Copy all records verbatim.

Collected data

____

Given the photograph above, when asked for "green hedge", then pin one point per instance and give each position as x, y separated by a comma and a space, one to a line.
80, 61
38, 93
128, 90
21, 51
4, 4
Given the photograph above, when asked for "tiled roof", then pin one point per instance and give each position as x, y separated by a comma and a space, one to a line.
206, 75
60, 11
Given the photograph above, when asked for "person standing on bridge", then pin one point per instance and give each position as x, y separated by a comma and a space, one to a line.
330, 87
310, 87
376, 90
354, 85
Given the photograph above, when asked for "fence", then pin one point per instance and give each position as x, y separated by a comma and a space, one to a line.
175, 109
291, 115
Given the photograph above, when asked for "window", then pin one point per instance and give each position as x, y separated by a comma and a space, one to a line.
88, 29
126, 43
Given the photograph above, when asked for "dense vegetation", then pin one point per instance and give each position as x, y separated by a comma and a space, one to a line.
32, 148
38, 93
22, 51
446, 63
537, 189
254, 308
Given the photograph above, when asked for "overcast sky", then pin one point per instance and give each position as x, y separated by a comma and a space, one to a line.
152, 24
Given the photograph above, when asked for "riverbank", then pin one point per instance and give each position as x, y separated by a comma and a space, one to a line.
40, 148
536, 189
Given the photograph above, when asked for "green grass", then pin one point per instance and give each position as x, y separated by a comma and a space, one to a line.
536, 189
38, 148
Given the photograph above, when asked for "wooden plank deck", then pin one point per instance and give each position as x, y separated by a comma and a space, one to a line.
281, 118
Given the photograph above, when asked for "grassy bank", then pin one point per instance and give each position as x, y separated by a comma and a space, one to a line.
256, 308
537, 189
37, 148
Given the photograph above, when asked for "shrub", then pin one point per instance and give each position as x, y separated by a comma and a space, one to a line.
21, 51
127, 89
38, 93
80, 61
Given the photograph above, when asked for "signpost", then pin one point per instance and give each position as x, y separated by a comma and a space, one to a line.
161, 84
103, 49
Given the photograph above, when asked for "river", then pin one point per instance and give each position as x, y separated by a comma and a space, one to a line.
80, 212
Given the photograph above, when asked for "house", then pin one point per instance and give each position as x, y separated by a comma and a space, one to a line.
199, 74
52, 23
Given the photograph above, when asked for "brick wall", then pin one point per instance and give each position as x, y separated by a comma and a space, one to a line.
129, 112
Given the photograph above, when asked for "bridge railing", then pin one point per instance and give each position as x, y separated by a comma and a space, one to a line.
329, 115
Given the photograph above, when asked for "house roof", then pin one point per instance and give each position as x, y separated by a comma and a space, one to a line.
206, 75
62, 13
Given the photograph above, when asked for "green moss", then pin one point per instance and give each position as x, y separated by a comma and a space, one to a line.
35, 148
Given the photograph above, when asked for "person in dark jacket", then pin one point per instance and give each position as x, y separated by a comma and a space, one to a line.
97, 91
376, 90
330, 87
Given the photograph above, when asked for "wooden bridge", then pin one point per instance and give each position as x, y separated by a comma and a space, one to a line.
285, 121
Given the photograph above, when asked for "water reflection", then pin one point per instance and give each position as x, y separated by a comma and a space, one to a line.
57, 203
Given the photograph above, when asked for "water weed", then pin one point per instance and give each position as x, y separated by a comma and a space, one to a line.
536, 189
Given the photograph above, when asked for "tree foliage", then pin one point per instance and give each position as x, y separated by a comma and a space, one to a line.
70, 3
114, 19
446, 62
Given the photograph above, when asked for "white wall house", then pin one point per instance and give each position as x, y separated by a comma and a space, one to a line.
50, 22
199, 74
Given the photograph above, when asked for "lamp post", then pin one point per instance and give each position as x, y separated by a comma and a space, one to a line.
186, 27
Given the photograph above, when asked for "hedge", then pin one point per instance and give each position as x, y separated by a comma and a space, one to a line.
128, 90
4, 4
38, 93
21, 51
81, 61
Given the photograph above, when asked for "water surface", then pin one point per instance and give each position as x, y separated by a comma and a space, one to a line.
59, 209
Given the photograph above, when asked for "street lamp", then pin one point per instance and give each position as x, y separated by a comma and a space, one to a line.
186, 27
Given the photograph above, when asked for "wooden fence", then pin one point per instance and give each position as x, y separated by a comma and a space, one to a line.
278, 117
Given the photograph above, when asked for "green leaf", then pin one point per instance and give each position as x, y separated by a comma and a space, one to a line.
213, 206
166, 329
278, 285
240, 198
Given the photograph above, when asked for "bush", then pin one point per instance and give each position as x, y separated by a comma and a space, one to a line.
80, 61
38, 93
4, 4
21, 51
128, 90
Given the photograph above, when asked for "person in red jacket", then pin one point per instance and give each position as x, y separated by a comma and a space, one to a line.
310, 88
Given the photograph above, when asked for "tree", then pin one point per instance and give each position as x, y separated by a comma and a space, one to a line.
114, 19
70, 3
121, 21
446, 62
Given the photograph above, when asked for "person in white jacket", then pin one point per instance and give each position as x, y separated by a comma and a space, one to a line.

____

Complete answer
Given the photograph above, when asked for "green hedge", then pin one point per instance and give each position as x, y separated by a comma and a space, one to a line.
80, 61
38, 93
128, 90
21, 51
4, 4
Given the photograph above, when asked for "tiled roof", then pin one point per instance and give each position as x, y separated by a comma and a space, one to a line.
206, 75
60, 11
Given the photograph above, when asked for "person standing on bridge", then pin one point per instance and give each position as x, y separated by a comma and a space, one to a line.
330, 87
310, 87
376, 90
354, 85
Given the photograph above, when asked for "fence", then pin one point per instance and give each position as x, y separated by a comma and a space, one to a line.
175, 109
291, 115
Given the photograph above, when asked for "window", then pin one point per instance and give each position as x, y separated by a comma and a space, one to a line.
88, 29
126, 43
Given the photograph above, when asked for "dense vegetation", then pin one point per instance and give each position as x, y separated by a comma and a space, one to a line.
32, 148
38, 93
22, 51
446, 63
537, 189
254, 308
Given the photograph above, when asked for "overcast sky", then pin one point per instance and give each position as x, y separated by a comma and a space, one to a line.
152, 24
Given the photograph above, when asked for "riverbank", then pin one point per instance and give each position as x, y separated by a comma and a space, one to a line.
40, 148
536, 189
Given the photograph above, when asked for "green grass", then pin one point per instance and give each position as x, y separated by a comma and a space, one to a line.
536, 189
38, 148
Given the photograph above, when asked for "wooden plank deck", then pin one point per instance and give each position as x, y separated by a comma and a space, one to a line.
281, 118
Given the photograph above, when asked for "grassy bank", then pin one point per instance and give each position as x, y separated by a comma and a space, one to a line.
256, 308
537, 189
37, 148
Given the photograph above, when asked for "shrub", then pin one point per instance and give each position as x, y separated by a comma and a space, one to a line.
21, 51
127, 89
38, 93
80, 61
Given the photograph above, when asked for "signpost", then pin one point per instance and give each position as x, y separated by a comma and a space, one to a line.
161, 84
103, 49
Given the photograph above, when asked for "river", then pin one point per instance and give each position as x, y separated by a comma and a space, one to a line.
80, 212
Given the photograph above, when asked for "house", then pin one point per instance and give each position as x, y separated by a comma and a space, one to a line.
199, 74
52, 23
Given the photograph above, when asked for "brick wall", then pin one point per instance and give each position as x, y separated by a comma and a space, one to a line.
129, 112
Given the photograph above, when asked for "bridge railing", then pin one point per instance and give each position as x, y separated by a comma and a space, one to a line.
329, 115
Given the photograph above, when asked for "house roof", then pin one point per instance and give each position as x, y separated by a comma and a space, one to a line.
206, 75
62, 13
Given the photograph above, when asked for "green moss", then pin one point per instance and give each position as x, y separated by a comma and a space, one to a line.
35, 148
Given the photograph above, when asked for "person in dark jacket", then pin one point per instance and give each position as x, y separated by a comma and a space, one to a line.
97, 91
376, 90
330, 87
Given the photograph above, when asked for "wooden bridge", then pin one point per instance and give each position as x, y separated by a comma and a space, one to a line.
285, 121
Given the photograph above, when asked for "water reflection", then pin one point per instance and give each position as x, y separated by a comma and a space, one to a line.
57, 203
Given the photograph above, when asked for "water weed", then pin one point per instance and give each position as x, y separated by a comma and a space, one to a line.
536, 189
Given the photograph above, when asked for "tree foliage", then pin one point per instance and give each position as x, y separated by a comma and a space, one to a line.
70, 3
114, 19
446, 62
Given the photograph above, when asked for "white wall house", then pin one point per instance and give each position as x, y separated by a comma and a space, one to a line.
50, 22
199, 74
Given the photograph above, when asked for "lamp post", then pin one point per instance and give each position as x, y separated by a comma and a space, one to a line.
186, 27
Given the photograph above, when asked for "hedge", then pin one point per instance and give each position as x, y separated by a comma and a space, one to a line.
128, 90
4, 4
38, 93
21, 51
81, 61
Given the photograph above, when asked for "water surface", then pin one point per instance and give each position as x, y separated by a comma and a space, one to a line.
59, 209
Given the photograph above, when asked for "street lamp", then pin one point per instance and give each position as x, y separated by a comma and a space, one to a line.
186, 27
Given the photograph above, when asked for "wooden fence", then pin one point per instance and give each position as x, y separated by a comma and a space, one to a line.
278, 117
Given the photograph above, when asked for "green leaf", then pin one point per instance and give each position as x, y separated by a comma and a space, one to a line.
213, 206
166, 329
278, 285
240, 198
Given the photograph above, when asked for "bush", then pin one point per instance and give each position as x, y separated by a comma and a space, one to a line.
80, 61
38, 93
4, 4
21, 51
128, 90
Given the photograph above, when asked for "person in red jacket", then pin one point per instance and give each position as x, y separated by a comma and a space, one to a line.
310, 88
Given the photograph above, when asked for "tree", then pin one point per instance and give each position as x, y separated by a comma and a space, one to a line.
114, 19
70, 3
121, 21
446, 62
Given the photograph above, when asked for "person in white jacket", then pin one point per instance and give each position as x, y separated by a comma and a space, one to a line.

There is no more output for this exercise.